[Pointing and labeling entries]
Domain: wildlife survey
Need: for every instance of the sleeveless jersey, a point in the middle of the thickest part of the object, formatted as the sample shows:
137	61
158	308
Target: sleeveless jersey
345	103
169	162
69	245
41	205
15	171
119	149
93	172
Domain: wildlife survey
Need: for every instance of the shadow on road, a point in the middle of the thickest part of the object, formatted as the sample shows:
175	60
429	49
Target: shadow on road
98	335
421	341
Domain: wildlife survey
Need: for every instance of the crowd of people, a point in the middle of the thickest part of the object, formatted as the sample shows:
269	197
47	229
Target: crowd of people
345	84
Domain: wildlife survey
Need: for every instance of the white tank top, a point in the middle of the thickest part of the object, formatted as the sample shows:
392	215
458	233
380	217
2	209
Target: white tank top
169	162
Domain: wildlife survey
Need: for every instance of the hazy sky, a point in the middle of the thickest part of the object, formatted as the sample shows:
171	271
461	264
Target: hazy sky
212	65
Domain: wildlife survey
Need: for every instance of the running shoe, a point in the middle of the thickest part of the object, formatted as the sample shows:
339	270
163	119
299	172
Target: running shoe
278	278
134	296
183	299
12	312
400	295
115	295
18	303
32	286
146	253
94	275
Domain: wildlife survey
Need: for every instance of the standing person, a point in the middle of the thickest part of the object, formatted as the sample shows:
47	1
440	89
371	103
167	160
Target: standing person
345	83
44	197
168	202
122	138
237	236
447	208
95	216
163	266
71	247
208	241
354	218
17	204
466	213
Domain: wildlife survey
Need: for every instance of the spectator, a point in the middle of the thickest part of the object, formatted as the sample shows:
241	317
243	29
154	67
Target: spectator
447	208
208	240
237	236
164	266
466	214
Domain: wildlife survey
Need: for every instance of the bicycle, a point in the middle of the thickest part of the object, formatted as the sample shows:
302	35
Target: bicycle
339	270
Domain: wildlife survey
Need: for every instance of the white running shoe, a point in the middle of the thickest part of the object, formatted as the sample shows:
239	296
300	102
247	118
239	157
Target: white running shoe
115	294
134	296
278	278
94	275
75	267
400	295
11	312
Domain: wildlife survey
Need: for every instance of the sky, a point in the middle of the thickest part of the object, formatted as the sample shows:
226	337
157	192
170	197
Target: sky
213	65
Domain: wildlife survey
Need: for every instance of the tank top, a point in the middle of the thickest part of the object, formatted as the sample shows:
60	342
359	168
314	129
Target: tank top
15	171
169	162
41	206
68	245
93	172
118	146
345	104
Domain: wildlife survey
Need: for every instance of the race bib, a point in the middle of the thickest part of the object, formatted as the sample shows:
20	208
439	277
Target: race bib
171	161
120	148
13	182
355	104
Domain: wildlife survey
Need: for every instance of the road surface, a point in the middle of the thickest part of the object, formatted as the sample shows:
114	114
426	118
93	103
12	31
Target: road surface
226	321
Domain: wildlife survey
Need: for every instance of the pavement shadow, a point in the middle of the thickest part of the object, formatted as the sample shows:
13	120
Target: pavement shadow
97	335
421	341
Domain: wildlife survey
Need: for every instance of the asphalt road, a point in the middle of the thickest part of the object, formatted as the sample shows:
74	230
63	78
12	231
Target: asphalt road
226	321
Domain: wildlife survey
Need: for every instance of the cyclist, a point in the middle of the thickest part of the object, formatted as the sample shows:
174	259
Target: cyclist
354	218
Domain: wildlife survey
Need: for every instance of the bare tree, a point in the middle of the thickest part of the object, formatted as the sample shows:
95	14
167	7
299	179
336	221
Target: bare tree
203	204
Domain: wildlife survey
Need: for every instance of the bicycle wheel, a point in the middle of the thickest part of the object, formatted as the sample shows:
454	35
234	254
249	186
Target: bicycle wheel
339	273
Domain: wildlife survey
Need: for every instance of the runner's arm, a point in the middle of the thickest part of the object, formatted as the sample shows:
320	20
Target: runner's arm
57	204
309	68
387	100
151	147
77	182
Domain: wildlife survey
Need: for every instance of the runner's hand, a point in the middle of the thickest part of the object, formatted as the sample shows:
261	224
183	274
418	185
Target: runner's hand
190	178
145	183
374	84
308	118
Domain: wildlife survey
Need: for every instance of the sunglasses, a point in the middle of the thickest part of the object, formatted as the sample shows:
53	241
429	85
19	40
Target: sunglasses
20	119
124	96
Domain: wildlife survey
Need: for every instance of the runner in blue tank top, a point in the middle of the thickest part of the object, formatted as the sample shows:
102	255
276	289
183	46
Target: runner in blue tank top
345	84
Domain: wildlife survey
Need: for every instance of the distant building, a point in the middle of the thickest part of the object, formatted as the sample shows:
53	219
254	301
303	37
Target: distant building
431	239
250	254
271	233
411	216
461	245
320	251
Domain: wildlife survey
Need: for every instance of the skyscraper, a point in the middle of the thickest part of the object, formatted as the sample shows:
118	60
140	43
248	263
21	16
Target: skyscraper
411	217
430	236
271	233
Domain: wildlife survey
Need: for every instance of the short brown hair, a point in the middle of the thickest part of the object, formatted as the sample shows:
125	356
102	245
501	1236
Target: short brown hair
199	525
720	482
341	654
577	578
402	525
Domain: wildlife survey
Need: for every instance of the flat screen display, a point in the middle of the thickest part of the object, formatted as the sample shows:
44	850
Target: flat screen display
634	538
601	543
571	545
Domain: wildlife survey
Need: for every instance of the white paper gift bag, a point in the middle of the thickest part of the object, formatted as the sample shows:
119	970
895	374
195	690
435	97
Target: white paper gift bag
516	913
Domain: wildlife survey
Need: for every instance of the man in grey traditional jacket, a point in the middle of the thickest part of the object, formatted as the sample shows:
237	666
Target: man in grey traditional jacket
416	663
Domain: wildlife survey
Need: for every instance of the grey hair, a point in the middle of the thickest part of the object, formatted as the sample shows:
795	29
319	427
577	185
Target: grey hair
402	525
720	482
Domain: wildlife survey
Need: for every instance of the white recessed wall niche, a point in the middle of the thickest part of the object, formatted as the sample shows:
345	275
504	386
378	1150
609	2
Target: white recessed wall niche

**Exercise directions**
Write out the whole listing again. Match it word for word.

**Result of the task**
Domain: wildlife survey
Need: for every instance of the sleeveless jersey, a point in the middle of the thickest part of the object, formatted as the sample shows:
137	61
158	308
Target: sleeveless jersey
345	103
169	162
69	245
41	205
15	171
119	149
93	172
Domain: wildlife survey
Need: for every instance of the shadow on road, a point in the middle of the thickest part of the object, formatted as the sample shows:
175	60
429	49
Target: shadow on road
98	335
421	341
Domain: wildlife survey
Need: for every instance of the crowd of people, a point in the middle of the thickest part of the object, formatted as the sample shows:
269	197
47	229
Target: crowd of people
345	84
Domain: wildlife survey
Need: for every instance of the white tank top, a point in the middle of the thickest part of the object, formatted as the sample shows:
392	215
458	233
380	217
2	209
Target: white tank top
169	162
Domain: wildlife survey
Need: for every instance of the hazy sky, a point in the middle of the thickest part of the object, formatted as the sample shows:
171	271
461	264
Target: hazy sky
212	65
Domain: wildlife survey
Need: for every instance of the running shoe, a point in the middle of the thickest part of the object, formatted as the sample shows:
339	270
163	119
299	172
Target: running shoe
278	278
134	296
183	299
12	312
400	295
115	295
18	303
32	286
146	253
94	275
Domain: wildlife survey
Need: for every instance of the standing person, a point in the middle of the thickest part of the object, formatted as the sample shows:
47	1
440	89
371	103
167	160
Target: standing person
345	83
44	197
168	202
122	138
237	236
447	208
95	216
163	266
71	247
208	241
354	218
17	204
466	213
Domain: wildlife survey
Need: for every instance of the spectator, a point in the middle of the thickest part of the object, formatted as the sample shows:
241	317
243	29
154	67
Target: spectator
447	208
208	240
237	236
164	266
466	214
Domain: wildlife survey
Need: for every instance of the bicycle, a point in the middle of the thickest part of the object, formatted as the sample shows:
302	35
Target: bicycle
339	270
Domain: wildlife survey
Need: for every instance of the white running shoe, a point in the middle of the thickest part of the object, formatted as the sample shows:
239	296
300	102
247	118
239	157
Target: white running shoe
115	294
134	296
278	278
94	275
75	267
400	295
11	312
Domain: wildlife survey
Need: for every instance of the sky, a point in the middle of the thickest part of the object, formatted as the sample shows:
226	337
157	192
170	197
Target: sky
213	65
Domain: wildlife survey
Need: for every instance of the tank top, a point in the middle of the thickest part of the object, formatted as the sample shows:
60	342
359	168
314	129
Target: tank top
15	171
169	162
41	206
68	245
93	172
118	146
345	104
Domain: wildlife survey
Need: for every instance of the race bib, a point in the middle of the thickest part of the object, formatted as the sample shows:
20	208
439	277
Target: race bib
171	161
120	148
13	182
355	104
Domain: wildlife survey
Need: for every instance of the road surface, a point in the middle of the thickest part of the object, formatted as the sample shows:
114	114
426	118
93	103
12	31
Target: road surface
226	321
Domain: wildlife survey
Need: for every instance of the pavement shadow, a point in the middle of the thickest part of the object, formatted as the sample shows:
13	120
Target: pavement shadow
97	335
421	341
Domain: wildlife survey
Need: for every instance of the asphalt road, a point in the middle of the thickest part of the object, formatted as the sample shows:
74	230
63	78
12	231
Target: asphalt road
226	321
Domain: wildlife survey
Need: for every instance of the cyclist, a point in the middle of the thickest part of the object, formatted as the sample shows:
174	259
Target: cyclist
354	218
Domain: wildlife survey
Need: for every instance of the bare tree, a point in the middle of the thickest part of the object, formatted as the sample shows:
95	14
167	7
299	179
336	221
Target: bare tree
203	204
Domain: wildlife survey
Need: for every instance of the bicycle wheel, a point in the middle of the thickest part of the object, formatted as the sample shows:
454	35
234	254
249	186
Target: bicycle wheel
339	273
Domain: wildlife survey
Need: for every instance of the runner's arm, a point in the middle of the thickest part of the object, formatted as the sample shows:
320	20
Target: runner's arm
57	204
309	68
387	100
151	147
77	182
Domain: wildlife survey
Need: for every instance of the runner's hand, a point in the middle of the thickest part of the object, formatted as the sample shows:
261	224
183	274
418	185
Target: runner's hand
190	178
145	183
374	84
308	118
Domain: wildlife survey
Need: for every instance of the sunglasses, a point in the middle of the thickest part of the object, formatted as the sample shows:
53	241
429	85
19	40
Target: sunglasses
20	119
124	96
Domain: wildlife survey
Need: for every instance of the runner in blue tank top, a point in the middle of the thickest part of the object, formatted as the sample shows:
102	255
276	289
183	46
Target: runner in blue tank top
345	84
Domain: wildlife survey
Need: for every instance of the distant building, a point in the middle of the thickest part of the object, formatted as the sample shows:
53	219
254	301
303	37
Target: distant building
431	239
250	254
271	233
411	216
461	245
320	251
Domain: wildlife survey
Need: for every instance of the skyscraper, a point in the middle of the thickest part of the object, formatted as the sample shows:
118	60
140	43
248	263
21	16
Target: skyscraper
411	217
430	236
271	233
Domain: wildlife survey
Need: for every instance of the short brown hair, a point in the middle of the thickest part of the object, formatted as the sample shows:
125	356
102	245
501	1236
Target: short brown hair
199	525
720	482
341	654
577	578
402	525
Domain: wildlife survey
Need: for every instance of the flat screen display, a point in the middle of the thickest part of the object, formatted as the sample shows:
44	850
Target: flat screen display
634	538
601	543
571	545
Domain: wildlife survey
Need: for every instance of the white paper gift bag, a point in the middle of the thickest part of the object, formatted as the sample shows:
119	970
895	374
195	690
435	97
Target: white paper gift bag
516	913
Domain: wildlife survey
Need: for every instance of the man in grey traditional jacket, a point in the middle of the thickest part of the object, formatted as the sample shows:
237	666
Target: man in grey traditional jacket
416	663
Domain: wildlife survey
Need: for every instance of the grey hair, a point in the middle of the thickest part of the object, formatted as the sample shows:
795	29
319	427
577	185
Target: grey hair
402	525
720	482
Domain: wildlife survey
Need: for every instance of the white recessed wall niche, a point in the middle of the thickest part of the object, formatted as the sample shows:
345	275
504	386
378	1150
609	2
Target: white recessed wall niche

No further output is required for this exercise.